→ GEKOZEN PASSAGE:
···

Stichting BAU

Podiumkunsten & Letteren
Aangevraagd: € 82.500
Toegekend: € 66.900

Inleiding

Stichting BAU presenteert zich als platform voor de onafhankelijke dans- en performancekunstenaars in Amsterdam. Zij stelt zich ten doel de werkcondities voor deze groep te verbeteren, activiteiten te initiëren, informatie te verzamelen en te verstrekken, het netwerk te versterken en cross-disciplinaire artistieke uitwisseling tussen kunstprofessionals te stimuleren. BAU wil als schakel tussen de Amsterdamse onafhankelijke makers en de theaters vruchtbare samenwerking stimuleren. Als vertegenwoordiger van de onafhankelijke dans- en performance-community profileert BAU zich als gesprekspartner voor beleidsmakers, culturele instellingen en belangenorganisaties in de stad. De meeste activiteiten die BAU opzet zijn toegankelijk voor de hele scene, van urban dance tot performancekunst.

BAU wil haar huidige positie als platform van en voor onafhankelijke makers versterken.
De ontwikkeldoelen van BAU liggen op artistiek en zakelijk vlak. In 2019-2020 wil BAU inzetten op
het professionaliseren van de bestaande projecten festival Come Together en BAU Labs. Daarnaast geeft BAU prioriteit aan het ontwikkelen van twee projecten die volgens de achterban onontbeerlijk zijn: de ontwikkeling van een internationaal Artist-in-Residence-programma (BAU AIR) voor dans en performance in Amsterdam en een researchproject dat moet leiden tot een Agentschap voor Dans en Performance.

BAU zet verder in op professionalisering en uitbreiding van de organisatie. Daarnaast wordt gezocht naar nieuwe financieringsmogelijkheden en inkomstenbronnen. Ten slotte vindt BAU het van belang om zichtbaarder te worden door middel van de inzet van marketing en publiciteit.

···

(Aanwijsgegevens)

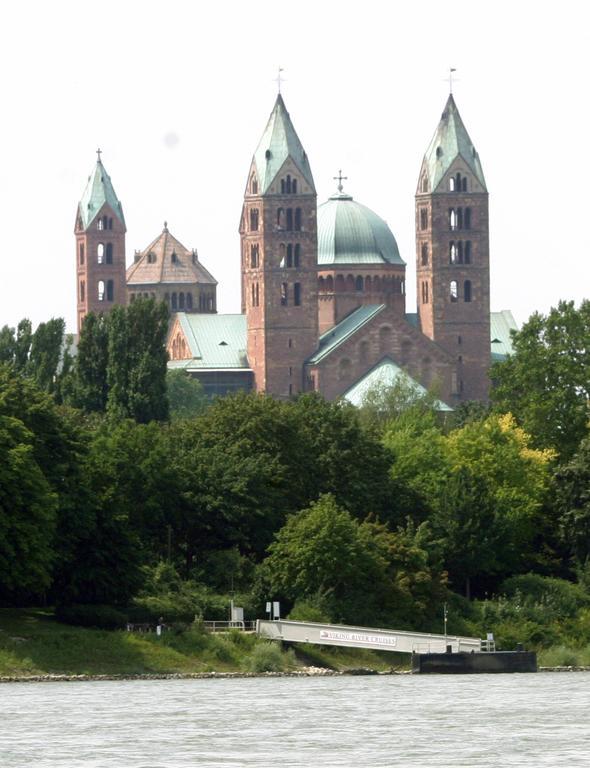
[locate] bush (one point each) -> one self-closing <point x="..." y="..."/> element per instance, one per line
<point x="97" y="616"/>
<point x="268" y="657"/>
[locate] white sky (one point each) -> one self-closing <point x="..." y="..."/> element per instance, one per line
<point x="177" y="94"/>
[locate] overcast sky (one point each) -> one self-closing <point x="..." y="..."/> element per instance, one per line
<point x="177" y="94"/>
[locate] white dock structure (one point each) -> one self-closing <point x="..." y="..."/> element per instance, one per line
<point x="365" y="637"/>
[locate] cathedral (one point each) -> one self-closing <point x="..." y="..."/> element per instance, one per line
<point x="323" y="287"/>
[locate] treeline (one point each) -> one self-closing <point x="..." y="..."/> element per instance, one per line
<point x="121" y="485"/>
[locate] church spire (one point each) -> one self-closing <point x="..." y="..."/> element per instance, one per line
<point x="279" y="143"/>
<point x="449" y="143"/>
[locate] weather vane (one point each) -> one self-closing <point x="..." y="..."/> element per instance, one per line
<point x="340" y="178"/>
<point x="451" y="70"/>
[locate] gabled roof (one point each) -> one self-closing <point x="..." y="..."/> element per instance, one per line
<point x="166" y="260"/>
<point x="501" y="323"/>
<point x="385" y="374"/>
<point x="99" y="191"/>
<point x="337" y="335"/>
<point x="215" y="341"/>
<point x="278" y="143"/>
<point x="351" y="233"/>
<point x="449" y="142"/>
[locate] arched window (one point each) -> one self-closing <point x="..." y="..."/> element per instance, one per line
<point x="385" y="339"/>
<point x="424" y="256"/>
<point x="254" y="214"/>
<point x="364" y="351"/>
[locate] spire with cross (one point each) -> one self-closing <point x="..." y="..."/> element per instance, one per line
<point x="279" y="79"/>
<point x="340" y="178"/>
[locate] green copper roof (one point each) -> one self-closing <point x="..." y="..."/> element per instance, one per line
<point x="501" y="323"/>
<point x="351" y="233"/>
<point x="450" y="141"/>
<point x="383" y="375"/>
<point x="333" y="338"/>
<point x="278" y="143"/>
<point x="215" y="341"/>
<point x="99" y="191"/>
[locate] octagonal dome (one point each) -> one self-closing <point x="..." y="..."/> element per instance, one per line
<point x="351" y="233"/>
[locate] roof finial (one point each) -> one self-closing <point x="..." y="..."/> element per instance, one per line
<point x="279" y="79"/>
<point x="450" y="78"/>
<point x="340" y="178"/>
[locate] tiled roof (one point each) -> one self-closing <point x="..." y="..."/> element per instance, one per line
<point x="384" y="374"/>
<point x="99" y="191"/>
<point x="279" y="142"/>
<point x="332" y="339"/>
<point x="215" y="341"/>
<point x="166" y="260"/>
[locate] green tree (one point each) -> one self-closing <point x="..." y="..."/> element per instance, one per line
<point x="186" y="395"/>
<point x="546" y="382"/>
<point x="572" y="503"/>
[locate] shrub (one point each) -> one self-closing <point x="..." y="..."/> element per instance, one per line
<point x="268" y="657"/>
<point x="98" y="616"/>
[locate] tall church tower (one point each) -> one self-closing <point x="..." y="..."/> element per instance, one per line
<point x="452" y="253"/>
<point x="100" y="246"/>
<point x="279" y="259"/>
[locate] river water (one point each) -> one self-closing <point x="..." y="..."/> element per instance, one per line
<point x="445" y="721"/>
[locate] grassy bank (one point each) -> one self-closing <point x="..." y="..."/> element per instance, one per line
<point x="32" y="642"/>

···

→ OPDRACHT:
Ga verder met de tekst over Stichting BAU, direct na de laatste zin. Het materiaal hoeft hier niet gebruikt te worden.

→ UITWERKING:
Stichting BAU vraagt aan het AFK een bijdrage van gemiddeld € 82.500 per jaar, waarvan € 39.600 is bestemd voor ontwikkeling en € 42.900 voor de reguliere activiteiten.

Artistieke kwaliteit

De commissie beoordeelt de artistieke kwaliteit als voldoende.
BAU is opgericht door de doelgroep voor de doelgroep. De organisatie verbindt en ondersteunt met name mid-career makers in de Amsterdamse dans- en performancesector. BAU geeft de makers die ze vertegenwoordigt een platform. Daarmee vervult zij een belangrijke functie als een transparante en toegankelijke schakel in de keten van de dans- en performancemakers en culturele instellingen. De artistieke leiding en het comité dat BAU van advies voorziet, bestaan uit ervaren vakmensen uit het dans- en performanceveld. BAU toont volgens de commissie vakmanschap in het bundelen van de krachten van de onafhankelijke makers in de dans- en performancesector.

BAU organiseert zelf in principe geen publieksgerichte activiteiten omdat zij primair fungeert als kennisinstituut met een ondersteunende functie richting makers. De deelnemers die BAU bedient bestaan vooral uit de onafhankelijke makers in de dans- en performancesector.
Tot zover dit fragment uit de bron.